→ **BRIEF**
Switch every "thickest part" to "widest part" in the material, starting with the line with "Each returned point MUST lie on the matching puppy's tail" and going on through the line with "[[254, 305]]". Write out only those lines, with everything else left unchanged.

START MATERIAL SUPPLIED

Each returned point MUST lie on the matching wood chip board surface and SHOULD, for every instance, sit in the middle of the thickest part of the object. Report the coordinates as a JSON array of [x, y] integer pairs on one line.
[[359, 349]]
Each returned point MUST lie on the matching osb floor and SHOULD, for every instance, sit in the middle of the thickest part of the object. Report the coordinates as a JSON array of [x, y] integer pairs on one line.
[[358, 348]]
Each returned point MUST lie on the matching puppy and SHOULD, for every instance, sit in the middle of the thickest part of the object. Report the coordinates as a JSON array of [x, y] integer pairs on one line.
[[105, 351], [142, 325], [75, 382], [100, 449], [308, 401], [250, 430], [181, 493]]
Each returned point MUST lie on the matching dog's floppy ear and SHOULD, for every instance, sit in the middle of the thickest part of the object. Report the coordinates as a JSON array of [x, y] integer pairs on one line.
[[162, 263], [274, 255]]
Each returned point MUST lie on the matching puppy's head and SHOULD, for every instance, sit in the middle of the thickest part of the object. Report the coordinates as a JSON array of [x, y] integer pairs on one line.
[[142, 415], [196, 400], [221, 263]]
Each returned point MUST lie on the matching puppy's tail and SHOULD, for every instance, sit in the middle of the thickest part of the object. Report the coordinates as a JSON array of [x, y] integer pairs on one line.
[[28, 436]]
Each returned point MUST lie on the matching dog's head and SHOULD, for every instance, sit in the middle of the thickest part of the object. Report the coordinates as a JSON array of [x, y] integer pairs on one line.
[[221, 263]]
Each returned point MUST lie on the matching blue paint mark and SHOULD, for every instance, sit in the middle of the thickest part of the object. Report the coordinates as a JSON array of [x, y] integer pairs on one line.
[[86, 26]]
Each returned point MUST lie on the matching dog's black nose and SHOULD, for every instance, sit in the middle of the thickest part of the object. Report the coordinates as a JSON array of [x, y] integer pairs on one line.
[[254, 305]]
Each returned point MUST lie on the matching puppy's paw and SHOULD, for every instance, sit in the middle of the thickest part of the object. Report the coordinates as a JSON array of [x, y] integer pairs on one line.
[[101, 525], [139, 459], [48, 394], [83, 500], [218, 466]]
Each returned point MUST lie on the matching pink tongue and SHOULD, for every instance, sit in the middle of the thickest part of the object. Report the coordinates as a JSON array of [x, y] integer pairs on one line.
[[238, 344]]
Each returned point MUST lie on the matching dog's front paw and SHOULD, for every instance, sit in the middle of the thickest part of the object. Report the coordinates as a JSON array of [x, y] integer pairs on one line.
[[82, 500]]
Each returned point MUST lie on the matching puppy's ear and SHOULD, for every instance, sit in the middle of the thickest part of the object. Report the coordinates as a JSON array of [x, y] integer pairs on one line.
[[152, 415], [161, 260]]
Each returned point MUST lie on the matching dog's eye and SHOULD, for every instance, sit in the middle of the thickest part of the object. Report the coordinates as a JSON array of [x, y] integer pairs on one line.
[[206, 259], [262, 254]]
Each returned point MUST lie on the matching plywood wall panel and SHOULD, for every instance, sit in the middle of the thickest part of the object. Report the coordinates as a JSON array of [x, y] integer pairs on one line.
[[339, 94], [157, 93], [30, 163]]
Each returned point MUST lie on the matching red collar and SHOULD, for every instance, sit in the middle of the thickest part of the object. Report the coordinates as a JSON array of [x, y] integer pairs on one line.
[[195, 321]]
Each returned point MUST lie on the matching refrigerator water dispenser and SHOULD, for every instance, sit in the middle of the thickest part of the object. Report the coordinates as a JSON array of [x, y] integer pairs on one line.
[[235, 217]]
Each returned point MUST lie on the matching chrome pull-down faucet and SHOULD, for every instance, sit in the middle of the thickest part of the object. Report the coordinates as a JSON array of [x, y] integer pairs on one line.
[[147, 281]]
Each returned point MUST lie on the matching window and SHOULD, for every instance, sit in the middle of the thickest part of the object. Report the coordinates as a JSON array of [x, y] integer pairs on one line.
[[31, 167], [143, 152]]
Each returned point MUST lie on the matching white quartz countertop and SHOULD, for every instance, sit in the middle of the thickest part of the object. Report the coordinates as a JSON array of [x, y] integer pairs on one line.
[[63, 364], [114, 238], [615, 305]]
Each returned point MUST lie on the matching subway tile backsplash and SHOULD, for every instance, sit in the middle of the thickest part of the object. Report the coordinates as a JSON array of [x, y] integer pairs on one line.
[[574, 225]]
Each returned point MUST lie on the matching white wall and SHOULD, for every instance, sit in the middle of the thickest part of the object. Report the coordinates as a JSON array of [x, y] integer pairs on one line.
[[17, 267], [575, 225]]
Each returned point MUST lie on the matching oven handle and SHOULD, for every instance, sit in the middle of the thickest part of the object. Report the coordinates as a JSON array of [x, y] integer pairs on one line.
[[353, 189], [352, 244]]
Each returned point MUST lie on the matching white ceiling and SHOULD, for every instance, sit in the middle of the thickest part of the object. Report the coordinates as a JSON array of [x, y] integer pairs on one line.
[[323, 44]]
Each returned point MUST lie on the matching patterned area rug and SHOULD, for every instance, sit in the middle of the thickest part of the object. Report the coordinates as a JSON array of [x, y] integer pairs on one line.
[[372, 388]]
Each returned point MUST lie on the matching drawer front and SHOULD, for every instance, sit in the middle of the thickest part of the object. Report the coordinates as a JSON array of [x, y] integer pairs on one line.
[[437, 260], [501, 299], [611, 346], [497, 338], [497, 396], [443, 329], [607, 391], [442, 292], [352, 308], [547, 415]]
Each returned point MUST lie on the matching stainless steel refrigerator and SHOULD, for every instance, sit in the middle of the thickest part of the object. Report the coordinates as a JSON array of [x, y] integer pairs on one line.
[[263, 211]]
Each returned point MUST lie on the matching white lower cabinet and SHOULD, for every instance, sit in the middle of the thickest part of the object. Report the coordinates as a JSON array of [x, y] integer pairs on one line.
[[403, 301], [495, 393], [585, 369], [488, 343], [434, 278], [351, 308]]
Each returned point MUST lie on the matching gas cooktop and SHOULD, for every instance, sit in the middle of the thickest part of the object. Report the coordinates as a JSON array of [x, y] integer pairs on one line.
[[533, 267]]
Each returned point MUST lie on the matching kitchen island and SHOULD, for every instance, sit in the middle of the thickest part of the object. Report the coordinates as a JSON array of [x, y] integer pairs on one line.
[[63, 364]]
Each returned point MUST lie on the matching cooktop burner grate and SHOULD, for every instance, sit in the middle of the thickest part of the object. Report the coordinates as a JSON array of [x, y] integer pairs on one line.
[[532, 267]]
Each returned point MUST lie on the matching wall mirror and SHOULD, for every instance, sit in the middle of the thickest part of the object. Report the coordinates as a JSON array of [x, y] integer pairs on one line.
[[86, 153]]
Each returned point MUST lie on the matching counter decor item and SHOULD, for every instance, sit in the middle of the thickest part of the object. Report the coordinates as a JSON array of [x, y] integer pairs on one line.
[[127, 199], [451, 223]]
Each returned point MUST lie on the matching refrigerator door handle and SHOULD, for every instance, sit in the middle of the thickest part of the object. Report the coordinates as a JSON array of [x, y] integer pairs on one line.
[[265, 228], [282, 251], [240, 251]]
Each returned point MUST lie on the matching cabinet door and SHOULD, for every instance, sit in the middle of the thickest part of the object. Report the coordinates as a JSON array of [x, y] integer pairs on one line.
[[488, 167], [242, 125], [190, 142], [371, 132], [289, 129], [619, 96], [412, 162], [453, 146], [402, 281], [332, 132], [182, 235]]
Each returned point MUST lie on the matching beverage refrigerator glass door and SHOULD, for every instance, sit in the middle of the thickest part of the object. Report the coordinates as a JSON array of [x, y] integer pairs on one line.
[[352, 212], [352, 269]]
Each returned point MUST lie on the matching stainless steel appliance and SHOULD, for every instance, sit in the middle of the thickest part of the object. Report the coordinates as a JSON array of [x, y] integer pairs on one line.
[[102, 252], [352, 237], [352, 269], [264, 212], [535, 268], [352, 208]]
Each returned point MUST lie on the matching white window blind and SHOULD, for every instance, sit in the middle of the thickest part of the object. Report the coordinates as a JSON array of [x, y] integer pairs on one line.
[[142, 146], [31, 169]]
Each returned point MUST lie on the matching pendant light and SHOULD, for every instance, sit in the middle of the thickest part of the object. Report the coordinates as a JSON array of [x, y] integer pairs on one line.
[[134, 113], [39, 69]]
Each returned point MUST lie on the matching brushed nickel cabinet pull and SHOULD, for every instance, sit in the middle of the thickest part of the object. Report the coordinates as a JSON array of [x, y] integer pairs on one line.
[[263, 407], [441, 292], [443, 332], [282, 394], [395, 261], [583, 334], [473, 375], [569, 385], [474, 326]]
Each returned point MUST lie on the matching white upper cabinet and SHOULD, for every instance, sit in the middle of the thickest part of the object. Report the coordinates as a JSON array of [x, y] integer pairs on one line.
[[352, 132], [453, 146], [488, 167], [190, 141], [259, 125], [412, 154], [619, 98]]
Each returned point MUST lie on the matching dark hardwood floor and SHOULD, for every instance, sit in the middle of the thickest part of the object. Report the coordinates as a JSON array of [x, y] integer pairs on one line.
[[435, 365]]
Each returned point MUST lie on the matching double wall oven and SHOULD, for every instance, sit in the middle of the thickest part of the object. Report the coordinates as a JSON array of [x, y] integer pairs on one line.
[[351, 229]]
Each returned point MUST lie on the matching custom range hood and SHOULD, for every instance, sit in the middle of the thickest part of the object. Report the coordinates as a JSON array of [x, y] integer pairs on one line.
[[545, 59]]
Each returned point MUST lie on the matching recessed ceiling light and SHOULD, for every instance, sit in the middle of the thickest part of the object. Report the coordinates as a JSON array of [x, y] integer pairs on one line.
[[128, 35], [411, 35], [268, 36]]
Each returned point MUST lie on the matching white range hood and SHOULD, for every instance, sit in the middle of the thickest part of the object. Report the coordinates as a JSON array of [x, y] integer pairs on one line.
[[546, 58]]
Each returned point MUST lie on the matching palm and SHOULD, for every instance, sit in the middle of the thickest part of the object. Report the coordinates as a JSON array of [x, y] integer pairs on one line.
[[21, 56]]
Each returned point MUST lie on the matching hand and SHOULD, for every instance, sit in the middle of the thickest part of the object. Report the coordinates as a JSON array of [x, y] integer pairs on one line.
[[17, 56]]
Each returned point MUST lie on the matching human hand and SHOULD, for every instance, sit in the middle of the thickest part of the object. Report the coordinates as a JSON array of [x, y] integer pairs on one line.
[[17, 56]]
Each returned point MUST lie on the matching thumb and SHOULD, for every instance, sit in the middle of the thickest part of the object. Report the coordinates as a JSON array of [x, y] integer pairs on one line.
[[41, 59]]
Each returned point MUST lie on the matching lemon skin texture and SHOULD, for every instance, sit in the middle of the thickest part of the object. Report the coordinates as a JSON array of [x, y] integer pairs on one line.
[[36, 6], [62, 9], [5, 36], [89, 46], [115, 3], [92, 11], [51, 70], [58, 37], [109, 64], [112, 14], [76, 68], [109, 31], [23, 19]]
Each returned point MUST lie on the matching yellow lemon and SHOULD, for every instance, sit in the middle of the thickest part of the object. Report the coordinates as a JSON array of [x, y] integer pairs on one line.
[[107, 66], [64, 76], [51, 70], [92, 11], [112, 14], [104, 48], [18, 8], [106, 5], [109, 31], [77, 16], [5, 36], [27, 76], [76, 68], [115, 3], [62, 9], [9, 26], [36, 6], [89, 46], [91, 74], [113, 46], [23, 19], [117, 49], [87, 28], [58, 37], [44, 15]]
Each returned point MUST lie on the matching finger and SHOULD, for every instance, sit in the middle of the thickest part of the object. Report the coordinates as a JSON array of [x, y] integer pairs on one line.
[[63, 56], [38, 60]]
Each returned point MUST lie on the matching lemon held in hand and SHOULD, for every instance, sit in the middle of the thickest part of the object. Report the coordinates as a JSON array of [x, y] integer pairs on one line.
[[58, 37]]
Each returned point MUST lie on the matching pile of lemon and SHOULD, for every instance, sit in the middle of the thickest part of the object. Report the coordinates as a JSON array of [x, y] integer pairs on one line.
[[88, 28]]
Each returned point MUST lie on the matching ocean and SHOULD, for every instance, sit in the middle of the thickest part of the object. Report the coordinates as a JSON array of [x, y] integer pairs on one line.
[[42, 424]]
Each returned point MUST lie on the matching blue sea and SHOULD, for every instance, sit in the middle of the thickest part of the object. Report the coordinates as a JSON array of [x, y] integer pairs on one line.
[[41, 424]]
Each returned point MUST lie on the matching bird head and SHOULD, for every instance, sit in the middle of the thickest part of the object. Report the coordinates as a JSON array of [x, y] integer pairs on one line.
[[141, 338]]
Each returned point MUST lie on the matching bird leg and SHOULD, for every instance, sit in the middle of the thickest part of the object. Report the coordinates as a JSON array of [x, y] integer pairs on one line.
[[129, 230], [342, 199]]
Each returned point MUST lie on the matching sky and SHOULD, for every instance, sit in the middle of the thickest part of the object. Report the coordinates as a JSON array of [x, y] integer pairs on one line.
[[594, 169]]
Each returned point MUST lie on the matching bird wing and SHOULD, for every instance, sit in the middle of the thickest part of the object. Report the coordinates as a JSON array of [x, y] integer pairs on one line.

END MATERIAL SUPPLIED

→ **PROBLEM SOLUTION**
Each returned point MUST lie on the matching puppy's tail and SHOULD, for every instance, sit in the middle of the widest part of the object. Report the coordinates as a JSON array of [x, y] integer pairs on one line.
[[28, 436]]
Each returned point MUST lie on the matching dog's head and SHOULD, for every instance, sit in the middle of the widest part of the object. Report the coordinates as a JSON array of [x, y] integer pairs on one line.
[[221, 263]]
Each returned point MUST lie on the matching blue paint mark and SHOULD, for every instance, sit in the middle of the widest part of the object. Report the coordinates as a JSON array of [x, y] integer pairs on one line.
[[86, 26]]
Each returned point MUST lie on the matching dog's black nose and SHOULD, for every instance, sit in the middle of the widest part of the object. Report the coordinates as a JSON array of [x, y] integer pairs on one line.
[[254, 305]]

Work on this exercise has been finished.